[Stored records]
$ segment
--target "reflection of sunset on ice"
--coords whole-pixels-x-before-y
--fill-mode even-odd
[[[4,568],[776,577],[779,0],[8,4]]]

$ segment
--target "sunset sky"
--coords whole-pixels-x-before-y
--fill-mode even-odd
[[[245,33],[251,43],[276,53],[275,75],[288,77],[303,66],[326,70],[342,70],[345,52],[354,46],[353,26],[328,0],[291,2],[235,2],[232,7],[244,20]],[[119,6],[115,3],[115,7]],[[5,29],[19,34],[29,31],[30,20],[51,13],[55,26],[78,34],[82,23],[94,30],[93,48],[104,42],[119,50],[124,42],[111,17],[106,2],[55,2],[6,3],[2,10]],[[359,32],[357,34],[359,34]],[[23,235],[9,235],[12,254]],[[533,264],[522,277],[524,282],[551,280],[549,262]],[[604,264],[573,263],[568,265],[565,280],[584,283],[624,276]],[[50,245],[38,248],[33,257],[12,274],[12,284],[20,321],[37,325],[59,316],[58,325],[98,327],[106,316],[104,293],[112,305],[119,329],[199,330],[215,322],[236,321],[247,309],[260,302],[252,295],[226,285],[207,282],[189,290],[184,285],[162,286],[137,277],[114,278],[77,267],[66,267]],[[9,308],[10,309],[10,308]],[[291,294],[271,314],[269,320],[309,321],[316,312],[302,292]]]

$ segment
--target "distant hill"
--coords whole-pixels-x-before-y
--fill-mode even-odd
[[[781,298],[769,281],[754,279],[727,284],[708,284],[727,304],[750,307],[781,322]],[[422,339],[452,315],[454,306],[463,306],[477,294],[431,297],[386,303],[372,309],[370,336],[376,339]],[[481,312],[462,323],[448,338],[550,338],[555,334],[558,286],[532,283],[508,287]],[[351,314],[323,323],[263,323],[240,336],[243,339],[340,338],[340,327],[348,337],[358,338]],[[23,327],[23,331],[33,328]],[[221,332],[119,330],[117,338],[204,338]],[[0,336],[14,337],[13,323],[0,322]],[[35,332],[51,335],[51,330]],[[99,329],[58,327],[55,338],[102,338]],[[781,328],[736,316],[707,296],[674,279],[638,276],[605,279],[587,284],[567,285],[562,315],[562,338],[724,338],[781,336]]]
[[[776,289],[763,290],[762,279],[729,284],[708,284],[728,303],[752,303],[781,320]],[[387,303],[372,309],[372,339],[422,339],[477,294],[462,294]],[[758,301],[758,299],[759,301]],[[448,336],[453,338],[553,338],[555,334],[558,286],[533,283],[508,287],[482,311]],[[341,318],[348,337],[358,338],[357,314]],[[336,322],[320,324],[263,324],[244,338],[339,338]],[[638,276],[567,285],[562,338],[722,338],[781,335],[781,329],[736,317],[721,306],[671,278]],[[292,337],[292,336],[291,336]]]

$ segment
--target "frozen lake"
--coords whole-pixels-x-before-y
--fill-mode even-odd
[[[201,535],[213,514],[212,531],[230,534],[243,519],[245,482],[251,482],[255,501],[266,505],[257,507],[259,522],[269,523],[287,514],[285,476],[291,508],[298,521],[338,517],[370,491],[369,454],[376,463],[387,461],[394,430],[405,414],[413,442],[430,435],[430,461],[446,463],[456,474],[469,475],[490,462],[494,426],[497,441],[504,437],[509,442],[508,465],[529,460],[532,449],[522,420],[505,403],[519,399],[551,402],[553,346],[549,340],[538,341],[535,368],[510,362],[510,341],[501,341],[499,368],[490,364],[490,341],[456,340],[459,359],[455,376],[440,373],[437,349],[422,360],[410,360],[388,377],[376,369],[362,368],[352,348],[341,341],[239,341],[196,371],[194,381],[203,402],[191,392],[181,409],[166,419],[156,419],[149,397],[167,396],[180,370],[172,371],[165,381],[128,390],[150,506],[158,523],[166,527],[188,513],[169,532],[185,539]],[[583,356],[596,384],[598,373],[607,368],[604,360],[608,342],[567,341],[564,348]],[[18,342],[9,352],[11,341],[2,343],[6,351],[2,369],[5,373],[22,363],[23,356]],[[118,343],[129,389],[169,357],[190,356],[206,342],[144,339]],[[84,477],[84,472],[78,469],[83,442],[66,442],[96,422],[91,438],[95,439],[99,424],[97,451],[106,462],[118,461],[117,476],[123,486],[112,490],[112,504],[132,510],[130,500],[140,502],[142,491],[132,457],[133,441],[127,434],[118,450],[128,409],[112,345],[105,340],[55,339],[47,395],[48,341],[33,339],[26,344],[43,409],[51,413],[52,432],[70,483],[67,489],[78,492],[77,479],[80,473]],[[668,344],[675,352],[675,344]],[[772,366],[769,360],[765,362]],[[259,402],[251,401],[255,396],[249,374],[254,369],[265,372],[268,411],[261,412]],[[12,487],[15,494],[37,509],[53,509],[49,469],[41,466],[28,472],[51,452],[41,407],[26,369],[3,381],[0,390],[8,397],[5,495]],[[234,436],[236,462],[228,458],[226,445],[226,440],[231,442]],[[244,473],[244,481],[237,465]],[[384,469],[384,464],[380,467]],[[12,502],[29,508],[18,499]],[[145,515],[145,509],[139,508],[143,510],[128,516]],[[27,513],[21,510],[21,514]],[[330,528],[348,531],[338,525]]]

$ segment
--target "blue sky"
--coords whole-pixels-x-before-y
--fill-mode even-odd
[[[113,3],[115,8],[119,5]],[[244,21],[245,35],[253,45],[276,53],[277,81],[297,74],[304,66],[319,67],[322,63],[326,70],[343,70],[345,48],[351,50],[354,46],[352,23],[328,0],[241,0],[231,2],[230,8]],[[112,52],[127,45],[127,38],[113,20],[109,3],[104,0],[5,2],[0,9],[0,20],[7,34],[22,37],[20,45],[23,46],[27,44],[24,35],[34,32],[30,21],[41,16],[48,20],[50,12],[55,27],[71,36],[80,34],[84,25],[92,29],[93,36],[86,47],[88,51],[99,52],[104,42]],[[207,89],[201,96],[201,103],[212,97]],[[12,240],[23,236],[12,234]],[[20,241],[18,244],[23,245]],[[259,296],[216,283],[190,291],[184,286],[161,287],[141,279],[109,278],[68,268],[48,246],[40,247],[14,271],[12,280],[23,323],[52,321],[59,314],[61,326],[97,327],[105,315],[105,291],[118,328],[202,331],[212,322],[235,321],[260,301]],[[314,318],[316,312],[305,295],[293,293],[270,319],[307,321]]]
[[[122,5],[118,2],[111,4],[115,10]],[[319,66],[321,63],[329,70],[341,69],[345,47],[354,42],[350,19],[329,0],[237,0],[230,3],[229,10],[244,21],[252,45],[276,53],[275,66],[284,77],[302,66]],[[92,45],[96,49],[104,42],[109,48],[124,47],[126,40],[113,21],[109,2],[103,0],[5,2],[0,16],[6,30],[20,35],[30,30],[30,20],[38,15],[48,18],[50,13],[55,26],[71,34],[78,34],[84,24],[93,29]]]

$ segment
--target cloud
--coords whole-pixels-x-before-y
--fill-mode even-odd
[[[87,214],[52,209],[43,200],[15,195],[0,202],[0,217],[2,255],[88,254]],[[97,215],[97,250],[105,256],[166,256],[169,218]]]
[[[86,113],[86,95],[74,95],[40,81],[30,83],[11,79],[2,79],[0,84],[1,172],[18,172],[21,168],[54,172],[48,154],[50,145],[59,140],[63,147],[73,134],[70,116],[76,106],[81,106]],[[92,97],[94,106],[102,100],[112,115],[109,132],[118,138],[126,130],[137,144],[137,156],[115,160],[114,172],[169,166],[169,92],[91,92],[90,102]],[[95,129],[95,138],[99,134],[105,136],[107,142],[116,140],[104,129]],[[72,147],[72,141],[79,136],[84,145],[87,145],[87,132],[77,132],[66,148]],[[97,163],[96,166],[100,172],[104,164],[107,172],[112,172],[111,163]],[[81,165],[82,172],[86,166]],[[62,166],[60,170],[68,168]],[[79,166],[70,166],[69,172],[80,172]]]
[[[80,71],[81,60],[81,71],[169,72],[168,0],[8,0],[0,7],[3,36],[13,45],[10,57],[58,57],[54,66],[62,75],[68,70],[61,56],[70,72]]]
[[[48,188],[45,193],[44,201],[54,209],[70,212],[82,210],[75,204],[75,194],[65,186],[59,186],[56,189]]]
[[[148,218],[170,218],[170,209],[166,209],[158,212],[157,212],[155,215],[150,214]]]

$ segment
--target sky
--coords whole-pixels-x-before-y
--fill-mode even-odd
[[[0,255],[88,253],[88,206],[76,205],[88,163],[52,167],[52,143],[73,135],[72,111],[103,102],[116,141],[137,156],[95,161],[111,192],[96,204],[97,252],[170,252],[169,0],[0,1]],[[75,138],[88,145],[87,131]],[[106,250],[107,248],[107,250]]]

TASK DIRECTIONS: Could you put the lines starting at the first line of the records and ending at the line that contains "[[[4,568],[776,577],[779,0],[8,4]]]", with both of those lines included, into a numbered list that skips blank lines?

EXERCISE ANSWER:
1. $ segment
2. --target "reflection of sunset on ice"
3. --coords whole-pixels-x-before-y
4. --fill-mode even-odd
5. [[[4,568],[776,577],[779,0],[8,4]]]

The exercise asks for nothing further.